§ **WHAT TO WORK ON**
When you repeat the records, keep every word exact and drop each picture.

§ **INPUT FOR THIS TASK**
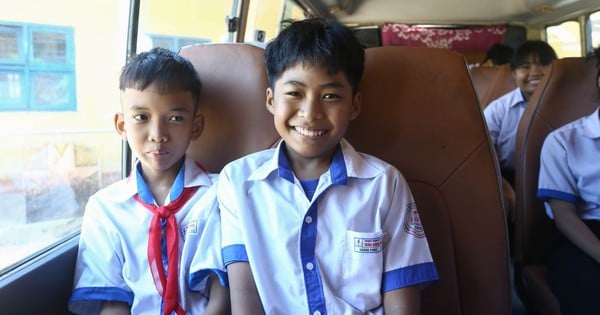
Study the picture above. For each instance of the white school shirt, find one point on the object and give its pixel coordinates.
(112, 261)
(502, 117)
(570, 166)
(359, 236)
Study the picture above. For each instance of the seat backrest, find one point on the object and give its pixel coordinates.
(502, 83)
(483, 78)
(233, 99)
(420, 113)
(568, 92)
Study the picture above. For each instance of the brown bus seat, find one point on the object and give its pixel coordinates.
(233, 98)
(420, 113)
(482, 78)
(492, 82)
(568, 92)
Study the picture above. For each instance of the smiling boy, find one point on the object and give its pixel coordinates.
(313, 226)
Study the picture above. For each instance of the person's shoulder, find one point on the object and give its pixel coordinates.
(250, 161)
(114, 190)
(506, 99)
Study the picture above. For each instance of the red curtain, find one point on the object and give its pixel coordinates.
(466, 39)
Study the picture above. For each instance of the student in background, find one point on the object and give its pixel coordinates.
(529, 64)
(150, 244)
(569, 184)
(312, 226)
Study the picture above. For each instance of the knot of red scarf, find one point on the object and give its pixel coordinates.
(166, 282)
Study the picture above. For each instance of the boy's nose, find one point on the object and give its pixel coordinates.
(311, 109)
(158, 133)
(537, 69)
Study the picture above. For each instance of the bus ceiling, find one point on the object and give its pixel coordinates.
(527, 12)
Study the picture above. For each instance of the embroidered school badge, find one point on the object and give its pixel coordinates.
(190, 228)
(412, 223)
(368, 244)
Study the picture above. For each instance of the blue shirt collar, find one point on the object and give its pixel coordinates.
(145, 193)
(337, 169)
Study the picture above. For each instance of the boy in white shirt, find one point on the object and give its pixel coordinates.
(312, 226)
(150, 244)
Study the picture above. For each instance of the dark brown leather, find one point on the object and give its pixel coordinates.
(536, 284)
(233, 102)
(420, 113)
(568, 92)
(500, 83)
(483, 78)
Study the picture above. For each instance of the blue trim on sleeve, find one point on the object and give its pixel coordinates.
(89, 299)
(197, 277)
(423, 273)
(285, 170)
(555, 194)
(339, 174)
(234, 253)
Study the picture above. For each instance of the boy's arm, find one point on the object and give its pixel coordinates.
(403, 301)
(114, 308)
(244, 294)
(218, 302)
(573, 228)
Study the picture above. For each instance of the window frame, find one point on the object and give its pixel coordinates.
(28, 68)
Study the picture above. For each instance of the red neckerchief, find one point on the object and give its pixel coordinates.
(166, 283)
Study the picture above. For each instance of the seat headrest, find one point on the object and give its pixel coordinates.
(232, 100)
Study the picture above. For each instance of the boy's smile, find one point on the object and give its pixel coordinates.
(311, 110)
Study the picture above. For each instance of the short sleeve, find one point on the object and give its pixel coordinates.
(407, 257)
(233, 245)
(206, 250)
(98, 271)
(555, 179)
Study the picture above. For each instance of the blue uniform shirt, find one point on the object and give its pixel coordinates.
(502, 117)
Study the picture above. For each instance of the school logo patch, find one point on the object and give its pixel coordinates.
(368, 244)
(412, 223)
(190, 228)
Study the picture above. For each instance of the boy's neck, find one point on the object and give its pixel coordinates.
(160, 183)
(308, 168)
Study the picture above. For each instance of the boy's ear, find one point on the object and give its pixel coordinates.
(270, 105)
(356, 105)
(119, 121)
(198, 126)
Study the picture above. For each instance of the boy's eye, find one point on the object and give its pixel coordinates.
(140, 117)
(525, 66)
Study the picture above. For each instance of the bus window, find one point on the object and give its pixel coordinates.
(58, 93)
(595, 29)
(565, 38)
(178, 23)
(264, 19)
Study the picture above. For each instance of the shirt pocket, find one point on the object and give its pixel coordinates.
(363, 269)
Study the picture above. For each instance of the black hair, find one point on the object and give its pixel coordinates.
(595, 54)
(166, 69)
(529, 48)
(316, 42)
(499, 54)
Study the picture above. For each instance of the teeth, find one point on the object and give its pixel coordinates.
(310, 132)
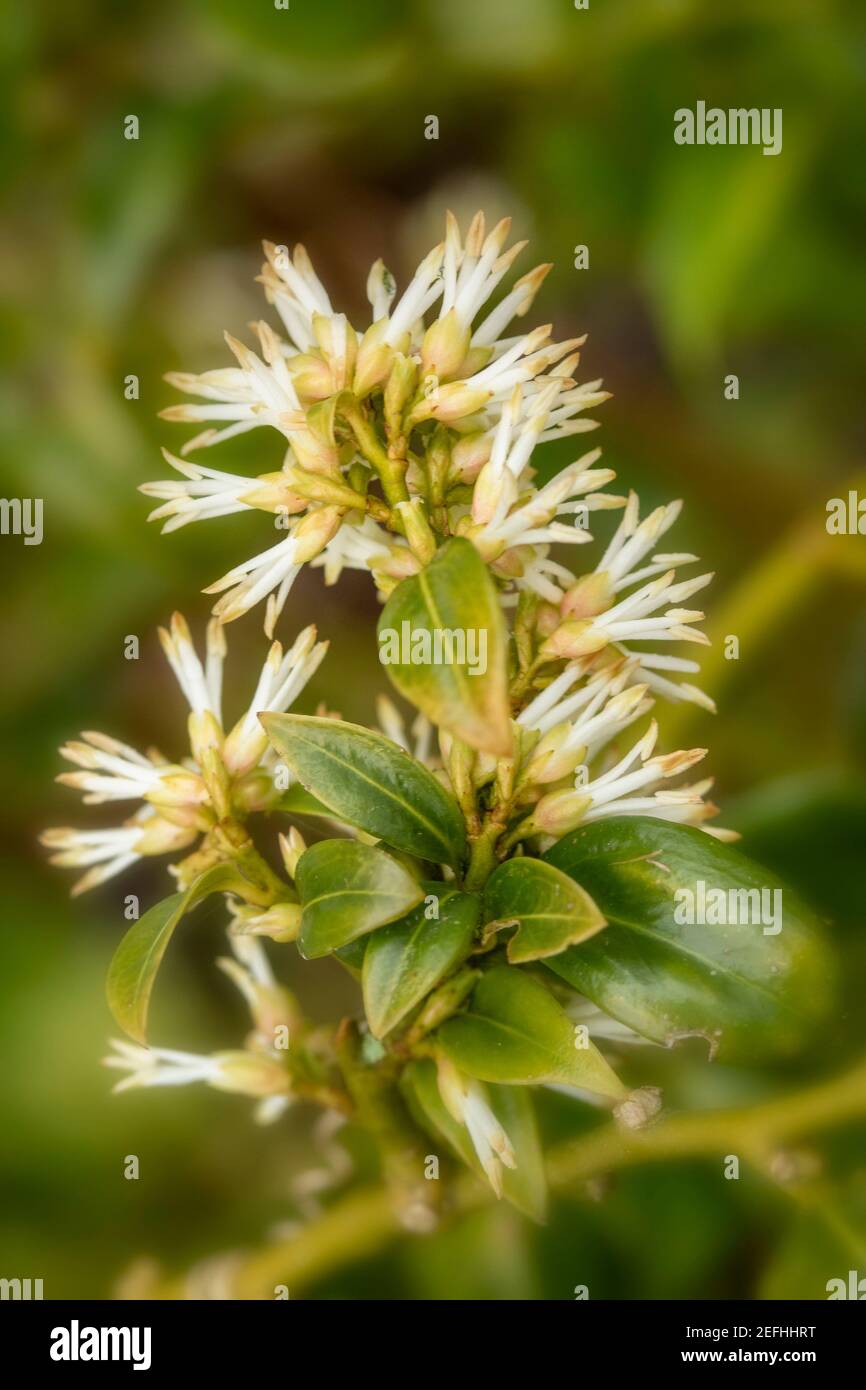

§ **TASK RESPONSE**
Study the picture above. For each instance of the white school shirt, find one point on the object and give its pixel coordinates.
(112, 261)
(502, 117)
(570, 166)
(359, 236)
Study the picture above. For each instance of the seat backrest, find one point on the object and give its pixel coordinates.
(502, 83)
(483, 78)
(233, 99)
(420, 113)
(568, 92)
Study the picture above. For each instance of the brown bus seat, find one point on the object and give its pixel coordinates.
(233, 98)
(420, 113)
(482, 78)
(492, 82)
(568, 92)
Study the picture above. For each instance of the smiling boy, find one point on the object and give its pixel coordinates.
(313, 226)
Study the picture above. For each instance of the person's shoulder, find one point on the object and give its pixel coordinates.
(250, 161)
(114, 190)
(506, 99)
Study the picture above. For each instance of the red curtain, find one point on the object and give its pixel coordinates.
(466, 39)
Study the picture above. For each instance of the student in background, find one point on the object and give its pixel coordinates.
(529, 64)
(150, 244)
(569, 184)
(312, 226)
Study the picture above. For each instance of the knot of red scarf, find one point on the object and give its pixel coordinates.
(166, 282)
Study the picture above. For each instance of the boy's nose, find one point on the object and give its pixel coordinates.
(311, 109)
(158, 133)
(537, 69)
Study the picture above. For each instance of the bus ceiling, find one point on the object and give its pixel coordinates.
(527, 12)
Study the picture above. For each instance of the embroidered school badge, find one point on the object and give its pixel coordinates.
(190, 228)
(412, 223)
(368, 244)
Study the picture above. For each instance of the blue shirt collar, find one point on the object and give its pixel coordinates.
(145, 193)
(337, 169)
Study the picture above. For each instance of the boy in white shirt, find one point on the object and give its pixel coordinates.
(312, 226)
(150, 244)
Study the picture above. For each instance of the dark brown leather, find one point on the object and give its pixel coordinates.
(536, 284)
(233, 102)
(420, 113)
(568, 92)
(500, 83)
(483, 78)
Study the picture above. For each instance of the blue trim on sleeve, find one point on the object and give its pixel coordinates.
(89, 299)
(197, 277)
(423, 273)
(285, 170)
(555, 194)
(339, 174)
(234, 253)
Study the picture above. For each instance of the boy's arm, find one point on the object and give its pixel coordinates.
(403, 301)
(114, 308)
(244, 294)
(218, 302)
(573, 228)
Study the picture above. For each instance of the window frame, find one point on the object and give its pixel coordinates.
(28, 68)
Study the picture above. For each instance of the red neckerchief, find one point on the object and give its pixel coordinates.
(166, 283)
Study the picture above. For each instance of the seat headrest, find one point on the object and give its pixel coordinates.
(232, 100)
Study the picture above. For each instance of the boy's smile, find one point on the object and give its pixel coordinates.
(311, 110)
Study the picture above. For each instance of the short sleeve, find one point on the object and give its pixel coordinates.
(407, 257)
(233, 245)
(206, 250)
(98, 271)
(555, 179)
Study the picture above. For each instance of the blue uniform shirt, find one point on the object and give its pixel coordinates.
(502, 117)
Study the picture above. For each instance of the school logo patch, find one point on the object and give its pixel coordinates.
(368, 244)
(412, 223)
(190, 228)
Study the picture above. For each instance of the boy's neck, find one point on the object and give its pixel coordinates.
(160, 183)
(308, 168)
Study the picture above. For each instance of the boy's ear, find one point on the object and give its pixel coordinates.
(270, 105)
(356, 105)
(119, 121)
(198, 126)
Study the picture above. For each instance of the boy's eye, find one point on the object and give its pixel coordinates.
(140, 117)
(525, 66)
Study the picture above. For each instance of the bus window, find one point on the object and give its pixel coordinates.
(58, 93)
(595, 29)
(565, 38)
(178, 23)
(264, 19)
Study the picture above. For each instance of the shirt pocket, find one point on the object and give its pixel coordinates.
(363, 269)
Study the picture above. For each instance of the black hair, find one point on the object and give its pixel coordinates.
(595, 54)
(166, 69)
(529, 48)
(316, 42)
(499, 54)
Study the picture above. For each instance of the teeth, find one point on the object and give its pixel coordinates.
(310, 132)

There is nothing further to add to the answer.